Which lines run from the one containing "Target: red tom drum" to the end of the listing? Copy them out exactly, leaving out the rest.

────────

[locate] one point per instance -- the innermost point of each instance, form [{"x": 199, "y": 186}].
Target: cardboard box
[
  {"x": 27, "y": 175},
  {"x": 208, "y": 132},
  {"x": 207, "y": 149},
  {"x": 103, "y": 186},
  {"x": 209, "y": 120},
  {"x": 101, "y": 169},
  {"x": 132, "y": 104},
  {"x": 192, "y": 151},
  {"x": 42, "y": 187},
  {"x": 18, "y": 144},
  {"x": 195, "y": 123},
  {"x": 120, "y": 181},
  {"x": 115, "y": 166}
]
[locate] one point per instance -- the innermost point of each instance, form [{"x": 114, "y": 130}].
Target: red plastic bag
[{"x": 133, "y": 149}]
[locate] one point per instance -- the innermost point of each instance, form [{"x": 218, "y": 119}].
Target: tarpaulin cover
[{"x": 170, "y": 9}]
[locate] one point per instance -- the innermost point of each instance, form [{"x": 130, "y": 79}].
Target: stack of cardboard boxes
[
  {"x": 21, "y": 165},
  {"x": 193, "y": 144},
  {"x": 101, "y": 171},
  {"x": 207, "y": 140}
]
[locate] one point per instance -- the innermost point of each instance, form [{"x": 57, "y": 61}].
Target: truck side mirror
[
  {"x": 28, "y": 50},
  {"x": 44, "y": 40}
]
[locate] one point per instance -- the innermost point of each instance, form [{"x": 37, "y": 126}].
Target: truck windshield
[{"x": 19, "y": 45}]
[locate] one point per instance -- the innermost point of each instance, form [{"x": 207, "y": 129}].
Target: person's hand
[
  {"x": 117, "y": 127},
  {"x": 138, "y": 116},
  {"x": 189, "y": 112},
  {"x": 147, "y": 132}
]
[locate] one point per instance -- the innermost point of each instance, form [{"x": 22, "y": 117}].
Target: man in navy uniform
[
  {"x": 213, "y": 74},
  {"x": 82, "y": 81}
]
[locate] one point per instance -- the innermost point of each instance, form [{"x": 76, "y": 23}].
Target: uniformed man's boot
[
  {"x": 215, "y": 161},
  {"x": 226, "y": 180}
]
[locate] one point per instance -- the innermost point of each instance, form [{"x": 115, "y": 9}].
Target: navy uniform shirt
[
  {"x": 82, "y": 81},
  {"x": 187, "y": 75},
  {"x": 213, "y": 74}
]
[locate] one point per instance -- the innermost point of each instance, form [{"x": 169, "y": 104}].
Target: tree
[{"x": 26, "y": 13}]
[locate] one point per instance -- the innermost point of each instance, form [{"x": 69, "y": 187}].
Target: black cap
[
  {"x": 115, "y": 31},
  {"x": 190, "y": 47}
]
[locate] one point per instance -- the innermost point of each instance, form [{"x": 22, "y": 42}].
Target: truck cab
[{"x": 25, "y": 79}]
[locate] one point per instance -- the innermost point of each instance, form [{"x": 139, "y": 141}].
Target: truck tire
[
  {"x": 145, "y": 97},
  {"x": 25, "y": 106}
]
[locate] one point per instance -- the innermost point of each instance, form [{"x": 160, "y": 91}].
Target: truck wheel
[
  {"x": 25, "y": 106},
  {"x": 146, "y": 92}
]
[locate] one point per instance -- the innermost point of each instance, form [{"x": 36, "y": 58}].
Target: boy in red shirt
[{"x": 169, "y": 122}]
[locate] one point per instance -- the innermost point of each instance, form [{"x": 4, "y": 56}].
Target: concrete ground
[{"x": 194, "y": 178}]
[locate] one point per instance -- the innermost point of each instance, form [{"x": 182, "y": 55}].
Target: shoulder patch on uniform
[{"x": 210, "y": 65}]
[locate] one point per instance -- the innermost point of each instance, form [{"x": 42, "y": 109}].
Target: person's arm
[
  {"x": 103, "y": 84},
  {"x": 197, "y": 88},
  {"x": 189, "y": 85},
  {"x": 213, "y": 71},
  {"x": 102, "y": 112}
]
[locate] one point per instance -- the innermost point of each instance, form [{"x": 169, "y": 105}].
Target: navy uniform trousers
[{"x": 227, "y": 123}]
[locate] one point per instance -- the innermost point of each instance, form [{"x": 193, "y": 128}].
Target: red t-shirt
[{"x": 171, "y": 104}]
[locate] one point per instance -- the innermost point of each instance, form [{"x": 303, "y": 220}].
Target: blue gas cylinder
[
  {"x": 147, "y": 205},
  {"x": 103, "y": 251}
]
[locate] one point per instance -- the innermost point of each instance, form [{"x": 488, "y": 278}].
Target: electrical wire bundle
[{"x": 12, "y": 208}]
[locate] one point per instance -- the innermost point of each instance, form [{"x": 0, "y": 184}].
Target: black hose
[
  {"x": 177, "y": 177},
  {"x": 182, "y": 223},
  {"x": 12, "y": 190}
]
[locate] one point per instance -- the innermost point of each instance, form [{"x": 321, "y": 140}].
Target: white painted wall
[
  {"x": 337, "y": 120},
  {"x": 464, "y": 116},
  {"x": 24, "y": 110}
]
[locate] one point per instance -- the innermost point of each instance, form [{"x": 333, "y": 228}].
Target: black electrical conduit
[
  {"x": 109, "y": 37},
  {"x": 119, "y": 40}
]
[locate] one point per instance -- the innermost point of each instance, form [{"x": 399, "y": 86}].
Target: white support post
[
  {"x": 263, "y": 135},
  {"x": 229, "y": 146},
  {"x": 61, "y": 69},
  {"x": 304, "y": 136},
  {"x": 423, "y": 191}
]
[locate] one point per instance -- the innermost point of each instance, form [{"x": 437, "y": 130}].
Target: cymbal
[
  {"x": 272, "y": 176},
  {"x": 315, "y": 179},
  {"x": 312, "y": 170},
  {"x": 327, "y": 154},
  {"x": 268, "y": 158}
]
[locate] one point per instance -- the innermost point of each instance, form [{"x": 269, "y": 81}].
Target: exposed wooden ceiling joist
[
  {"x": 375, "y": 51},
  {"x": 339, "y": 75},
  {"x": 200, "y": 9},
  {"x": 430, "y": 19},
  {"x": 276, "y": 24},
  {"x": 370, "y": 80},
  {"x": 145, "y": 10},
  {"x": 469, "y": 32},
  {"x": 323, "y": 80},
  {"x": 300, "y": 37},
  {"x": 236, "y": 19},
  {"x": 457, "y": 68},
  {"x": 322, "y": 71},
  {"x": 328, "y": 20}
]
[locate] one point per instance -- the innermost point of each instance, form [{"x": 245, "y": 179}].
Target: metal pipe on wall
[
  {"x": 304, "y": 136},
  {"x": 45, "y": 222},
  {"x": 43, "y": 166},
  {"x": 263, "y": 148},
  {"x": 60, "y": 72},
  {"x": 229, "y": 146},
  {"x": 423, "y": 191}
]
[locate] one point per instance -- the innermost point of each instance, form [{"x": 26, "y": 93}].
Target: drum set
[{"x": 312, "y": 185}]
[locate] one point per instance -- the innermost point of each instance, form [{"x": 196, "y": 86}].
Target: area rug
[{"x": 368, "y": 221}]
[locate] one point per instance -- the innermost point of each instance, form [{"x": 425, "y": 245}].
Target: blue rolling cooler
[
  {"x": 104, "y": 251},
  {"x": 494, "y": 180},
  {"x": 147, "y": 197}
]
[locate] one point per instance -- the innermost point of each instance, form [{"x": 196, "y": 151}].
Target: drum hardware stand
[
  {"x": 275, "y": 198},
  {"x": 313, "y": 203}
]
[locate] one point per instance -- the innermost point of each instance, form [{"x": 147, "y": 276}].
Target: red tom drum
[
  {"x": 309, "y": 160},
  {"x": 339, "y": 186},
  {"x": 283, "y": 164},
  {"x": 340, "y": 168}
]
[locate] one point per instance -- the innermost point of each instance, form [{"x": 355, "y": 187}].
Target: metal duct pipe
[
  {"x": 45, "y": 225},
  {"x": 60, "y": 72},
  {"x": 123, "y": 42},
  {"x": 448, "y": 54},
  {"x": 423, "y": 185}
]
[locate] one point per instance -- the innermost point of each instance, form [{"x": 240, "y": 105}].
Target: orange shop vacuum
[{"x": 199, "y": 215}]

────────

### EXERCISE SOLUTION
Target: red tom drum
[
  {"x": 309, "y": 160},
  {"x": 339, "y": 186},
  {"x": 283, "y": 164},
  {"x": 340, "y": 168}
]
[locate] one point per instance -- the innermost point of each instance, form [{"x": 355, "y": 187}].
Target: metal duct pipe
[
  {"x": 45, "y": 225},
  {"x": 60, "y": 72},
  {"x": 123, "y": 42},
  {"x": 448, "y": 54},
  {"x": 423, "y": 185}
]
[locate] one point per instance -- the innermost point of each instance, form [{"x": 240, "y": 105}].
Target: orange shop vacuum
[{"x": 199, "y": 215}]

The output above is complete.